[Data extracted from a collection]
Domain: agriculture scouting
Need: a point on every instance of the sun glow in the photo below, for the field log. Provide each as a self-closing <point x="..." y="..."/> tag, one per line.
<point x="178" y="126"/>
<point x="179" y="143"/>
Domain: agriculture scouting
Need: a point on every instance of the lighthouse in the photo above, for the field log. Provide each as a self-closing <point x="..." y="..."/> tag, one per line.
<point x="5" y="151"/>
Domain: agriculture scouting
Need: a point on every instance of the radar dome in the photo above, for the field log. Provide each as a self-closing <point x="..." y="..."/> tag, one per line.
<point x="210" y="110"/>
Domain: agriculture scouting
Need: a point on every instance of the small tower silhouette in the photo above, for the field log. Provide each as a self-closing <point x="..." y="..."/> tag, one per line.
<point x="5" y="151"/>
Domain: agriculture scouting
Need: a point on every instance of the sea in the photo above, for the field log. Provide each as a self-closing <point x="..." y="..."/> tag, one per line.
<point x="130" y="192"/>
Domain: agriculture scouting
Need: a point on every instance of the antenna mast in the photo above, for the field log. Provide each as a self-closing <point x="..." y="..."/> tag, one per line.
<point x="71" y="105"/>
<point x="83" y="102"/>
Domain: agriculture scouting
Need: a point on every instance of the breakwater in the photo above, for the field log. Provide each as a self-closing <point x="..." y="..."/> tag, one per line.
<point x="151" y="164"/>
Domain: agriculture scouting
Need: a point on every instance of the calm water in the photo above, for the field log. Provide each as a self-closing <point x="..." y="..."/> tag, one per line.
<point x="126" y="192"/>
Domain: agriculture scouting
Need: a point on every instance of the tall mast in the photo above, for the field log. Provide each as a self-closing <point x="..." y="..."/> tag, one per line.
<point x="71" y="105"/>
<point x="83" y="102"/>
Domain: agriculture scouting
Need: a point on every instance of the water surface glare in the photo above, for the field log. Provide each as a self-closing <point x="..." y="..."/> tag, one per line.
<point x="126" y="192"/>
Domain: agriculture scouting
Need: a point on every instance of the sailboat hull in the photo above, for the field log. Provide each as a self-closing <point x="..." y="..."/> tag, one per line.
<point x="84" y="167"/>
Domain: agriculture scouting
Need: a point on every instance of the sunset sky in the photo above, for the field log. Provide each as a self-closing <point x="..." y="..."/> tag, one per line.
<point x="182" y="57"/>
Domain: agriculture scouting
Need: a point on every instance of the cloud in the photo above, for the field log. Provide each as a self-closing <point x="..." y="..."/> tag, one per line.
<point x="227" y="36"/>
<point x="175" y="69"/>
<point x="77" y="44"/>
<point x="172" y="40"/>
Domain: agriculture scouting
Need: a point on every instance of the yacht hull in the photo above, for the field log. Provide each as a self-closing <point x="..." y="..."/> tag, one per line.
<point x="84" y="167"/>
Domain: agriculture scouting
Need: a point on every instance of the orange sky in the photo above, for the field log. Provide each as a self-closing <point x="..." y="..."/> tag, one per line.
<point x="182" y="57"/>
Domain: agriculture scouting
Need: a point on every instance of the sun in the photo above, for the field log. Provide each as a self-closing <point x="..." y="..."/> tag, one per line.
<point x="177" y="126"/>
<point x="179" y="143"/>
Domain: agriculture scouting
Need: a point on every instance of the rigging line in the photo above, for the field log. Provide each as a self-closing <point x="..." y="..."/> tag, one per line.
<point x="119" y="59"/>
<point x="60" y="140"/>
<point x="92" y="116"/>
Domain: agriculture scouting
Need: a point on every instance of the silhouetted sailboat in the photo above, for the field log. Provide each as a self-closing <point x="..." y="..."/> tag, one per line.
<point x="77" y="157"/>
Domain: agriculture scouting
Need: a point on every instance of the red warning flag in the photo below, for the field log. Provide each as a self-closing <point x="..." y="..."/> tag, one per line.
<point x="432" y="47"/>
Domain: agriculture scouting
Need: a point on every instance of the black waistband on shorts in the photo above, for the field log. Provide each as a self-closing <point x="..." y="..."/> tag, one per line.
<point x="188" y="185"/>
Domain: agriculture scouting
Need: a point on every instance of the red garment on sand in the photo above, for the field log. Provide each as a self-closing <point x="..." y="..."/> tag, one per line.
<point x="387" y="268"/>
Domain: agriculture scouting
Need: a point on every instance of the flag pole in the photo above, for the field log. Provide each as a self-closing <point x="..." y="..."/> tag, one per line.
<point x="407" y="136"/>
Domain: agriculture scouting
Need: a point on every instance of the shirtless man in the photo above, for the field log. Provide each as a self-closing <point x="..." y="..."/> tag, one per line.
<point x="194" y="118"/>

> **Task directions**: Please output the entire listing exactly as it stands.

> **Written answer**:
Domain: agriculture scouting
Need: a point on every instance of the sun glow in the photo below, for the field log. Provide each as a self-closing <point x="..." y="..."/> tag, one per line.
<point x="178" y="126"/>
<point x="179" y="143"/>
Domain: agriculture scouting
Need: a point on every instance of the lighthouse in the photo above, for the field log. Provide each as a self-closing <point x="..." y="..."/> tag, one per line.
<point x="5" y="151"/>
Domain: agriculture scouting
Need: a point on every instance of the radar dome in the photo above, for the field log. Provide each as a self-closing <point x="..." y="..."/> tag, one per line.
<point x="210" y="110"/>
Domain: agriculture scouting
Need: a point on every instance of the small tower silhouette in the photo above, for the field log. Provide each as a self-closing <point x="..." y="..."/> tag, one per line.
<point x="5" y="151"/>
Domain: agriculture scouting
Need: a point on every instance of the sea in the photo above, for the field log. Provide each as a self-closing <point x="..." y="..."/> tag, one per line.
<point x="130" y="192"/>
Domain: agriculture scouting
Need: a point on every instance of the antenna mast in the photo above, for the field log. Provide each as a self-closing <point x="..." y="..."/> tag, one per line.
<point x="71" y="105"/>
<point x="83" y="102"/>
Domain: agriculture scouting
Need: a point on every instance of the breakwater in the photo above, for the field log. Provide each as a self-closing <point x="..." y="..."/> tag, one per line.
<point x="151" y="164"/>
Domain: agriculture scouting
Need: a point on every instance of the calm water in the photo above, for the field log. Provide each as a self-closing <point x="..." y="..."/> tag, one per line.
<point x="126" y="192"/>
Domain: agriculture scouting
Need: a point on every instance of the tall mast in the photo above, for the field log. Provide each as a self-closing <point x="..." y="..."/> tag, one per line.
<point x="71" y="105"/>
<point x="83" y="102"/>
Domain: agriculture scouting
Need: a point on every instance of the water surface glare in the photo above, for the field log. Provide each as a self-closing <point x="..." y="..."/> tag, one per line.
<point x="126" y="192"/>
Domain: agriculture scouting
Need: a point on every instance of the sailboat hull in the photo above, for the field log. Provide each as a self-closing <point x="..." y="..."/> tag, one per line.
<point x="84" y="167"/>
Domain: agriculture scouting
Need: a point on every instance of the sunset sky in the photo above, for the field log. Provide each as a self-closing <point x="..." y="..."/> tag, one per line.
<point x="182" y="57"/>
Domain: agriculture scouting
Need: a point on every instance of the cloud in the photo above, for the field log. Provide each as a self-closing <point x="..." y="..."/> tag, one per line.
<point x="227" y="36"/>
<point x="175" y="69"/>
<point x="77" y="44"/>
<point x="172" y="40"/>
Domain: agriculture scouting
Need: a point on every instance of the yacht hull in the photo above, for the field log. Provide each as a self-closing <point x="..." y="..."/> tag, one per line.
<point x="84" y="167"/>
Domain: agriculture scouting
Need: a point on every instance of the orange sky in the photo above, for the field log. Provide each as a self-closing <point x="..." y="..."/> tag, one per line.
<point x="182" y="57"/>
Domain: agriculture scouting
Need: a point on every instance of the sun in the photo above, for the field log. Provide each as a self-closing <point x="..." y="..."/> tag, one per line.
<point x="177" y="126"/>
<point x="179" y="143"/>
Domain: agriculture scouting
Need: a point on every instance of the rigging line in the photo above, for the field log. Provide each as a self-closing <point x="..." y="..."/> tag, one per line.
<point x="119" y="59"/>
<point x="60" y="140"/>
<point x="92" y="116"/>
Domain: agriculture scouting
Need: a point on every instance of the silhouetted sailboat in the photo above, for the field log. Provide each as a self-closing <point x="..." y="..."/> tag, one per line.
<point x="77" y="157"/>
Domain: agriculture scouting
Need: a point on every instance of the red warning flag in the photo below, for the field log. Provide each as a self-closing <point x="..." y="..."/> tag, one per line.
<point x="432" y="47"/>
Domain: agriculture scouting
Need: a point on every instance of the black waistband on shorts in the photo above, for the field log. Provide each as a self-closing <point x="..." y="..."/> tag, one per line.
<point x="188" y="185"/>
Domain: agriculture scouting
Need: a point on every instance of the red garment on sand in the photo above, for the field log. Provide each as a self-closing <point x="..." y="..."/> tag, one per line.
<point x="387" y="268"/>
Domain: agriculture scouting
Need: a point on every instance of the flag pole in the photo above, for the field log. Provide each as a self-closing <point x="..." y="..."/> tag, one per line.
<point x="407" y="136"/>
Domain: agriculture scouting
Need: a point on every instance of the shirtless man in the photo above, for the field log. Provide each as a self-closing <point x="..." y="..."/> tag, one per line.
<point x="194" y="118"/>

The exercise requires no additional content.